YOUR GOAL: Could you render the entries below as a Markdown table with the columns "No." and "Line", putting each line in its own numbered row? Leave out the blank lines and the pictures.

ROWS:

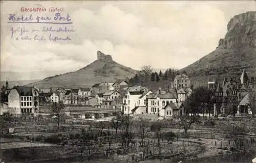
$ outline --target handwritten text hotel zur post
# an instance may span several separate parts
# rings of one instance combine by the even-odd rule
[[[42,13],[48,11],[52,15],[42,16]],[[72,40],[69,34],[75,32],[70,26],[73,24],[72,20],[68,13],[63,13],[62,8],[51,7],[47,10],[44,7],[22,7],[20,11],[23,14],[9,14],[8,16],[8,23],[15,24],[12,25],[10,29],[12,39],[51,41]],[[37,25],[31,28],[31,24]]]

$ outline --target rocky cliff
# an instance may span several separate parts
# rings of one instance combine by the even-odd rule
[[[231,48],[245,45],[256,47],[256,12],[236,15],[227,24],[224,39],[219,41],[219,47]]]
[[[181,70],[185,70],[195,83],[206,83],[208,76],[237,76],[243,69],[249,76],[256,75],[255,11],[234,16],[217,48]]]
[[[65,87],[77,88],[91,87],[102,82],[115,82],[133,77],[138,71],[114,61],[110,55],[97,52],[97,60],[86,67],[64,74],[50,76],[28,86],[40,88]]]

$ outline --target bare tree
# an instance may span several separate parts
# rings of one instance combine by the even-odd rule
[[[122,131],[121,138],[125,143],[127,149],[129,150],[129,146],[134,138],[134,131],[132,130],[132,123],[130,122],[128,116],[124,117],[122,122]]]
[[[112,127],[115,128],[116,130],[116,138],[117,136],[117,131],[118,130],[118,128],[122,125],[122,119],[121,117],[119,116],[118,116],[116,117],[116,118],[112,119]]]
[[[250,107],[252,112],[252,117],[254,117],[255,107],[256,105],[256,89],[253,89],[249,94]]]
[[[102,137],[103,134],[103,130],[105,127],[106,127],[105,124],[103,122],[100,121],[99,122],[98,124],[97,124],[97,127],[99,128],[100,129],[100,136]]]
[[[147,127],[148,122],[146,122],[142,118],[140,118],[138,122],[139,133],[141,139],[141,146],[143,147],[144,145],[143,141],[145,139],[145,133]]]
[[[183,116],[180,120],[179,127],[184,129],[185,135],[187,136],[187,130],[190,129],[193,124],[200,123],[198,118],[196,116]]]
[[[52,106],[52,108],[54,115],[56,117],[57,122],[58,123],[57,129],[58,130],[59,130],[60,122],[61,121],[61,114],[63,113],[62,112],[64,111],[65,106],[63,103],[60,101],[59,103],[54,102]]]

EXPECTED OUTPUT:
| No. | Line |
|---|---|
| 1 | $ outline --target handwritten text hotel zur post |
| 2 | # an instance may span several separate parts |
| 3 | # rings of one instance combine by the even-odd rule |
| 4 | [[[42,13],[48,11],[52,15],[42,16]],[[72,40],[69,34],[75,32],[70,26],[73,24],[72,20],[68,13],[63,13],[62,8],[51,7],[47,10],[44,7],[22,7],[20,11],[23,14],[9,14],[8,16],[8,23],[15,24],[12,25],[10,29],[12,39],[51,41]],[[37,25],[31,28],[31,24]]] |
| 5 | $ outline --target rocky cliff |
| 6 | # an instance may span several separate parts |
| 7 | # rings of one instance combine by the even-odd rule |
| 8 | [[[231,48],[245,45],[256,47],[256,12],[236,15],[227,24],[224,39],[219,41],[219,47]]] |
| 9 | [[[181,70],[185,70],[195,83],[206,83],[208,76],[237,76],[243,69],[249,76],[256,75],[255,11],[234,16],[217,48]]] |
| 10 | [[[65,87],[77,88],[91,87],[102,82],[115,82],[133,77],[138,71],[114,61],[110,55],[97,52],[97,60],[86,67],[64,74],[50,76],[28,86],[40,88]]] |
| 11 | $ outline --target bare tree |
| 12 | # an instance may span several separate parts |
| 13 | # rings of one instance combine by the even-odd rule |
| 14 | [[[122,131],[121,138],[125,143],[127,149],[129,150],[129,146],[134,138],[134,131],[132,130],[132,123],[130,122],[128,116],[124,117],[122,122]]] |
| 15 | [[[112,127],[115,128],[116,130],[116,138],[117,136],[117,131],[118,130],[118,128],[122,125],[122,119],[121,117],[119,116],[118,116],[116,117],[116,118],[112,119]]] |
| 16 | [[[250,107],[252,112],[252,117],[254,117],[255,107],[256,105],[256,89],[253,89],[249,94]]] |
| 17 | [[[102,137],[103,134],[103,130],[105,127],[106,127],[105,124],[103,122],[100,121],[99,122],[98,124],[97,124],[97,127],[99,128],[100,129],[100,136]]] |
| 18 | [[[147,127],[148,122],[146,122],[142,118],[140,118],[138,122],[139,133],[141,139],[141,146],[143,147],[144,145],[143,141],[145,139],[145,133]]] |
| 19 | [[[183,116],[180,120],[179,127],[184,129],[185,135],[187,136],[187,130],[190,129],[193,124],[200,123],[198,118],[196,116]]] |
| 20 | [[[52,106],[52,108],[54,115],[56,117],[57,122],[58,123],[57,129],[58,130],[59,130],[60,122],[61,121],[61,114],[63,113],[62,112],[64,111],[65,106],[63,103],[60,101],[59,103],[54,102]]] |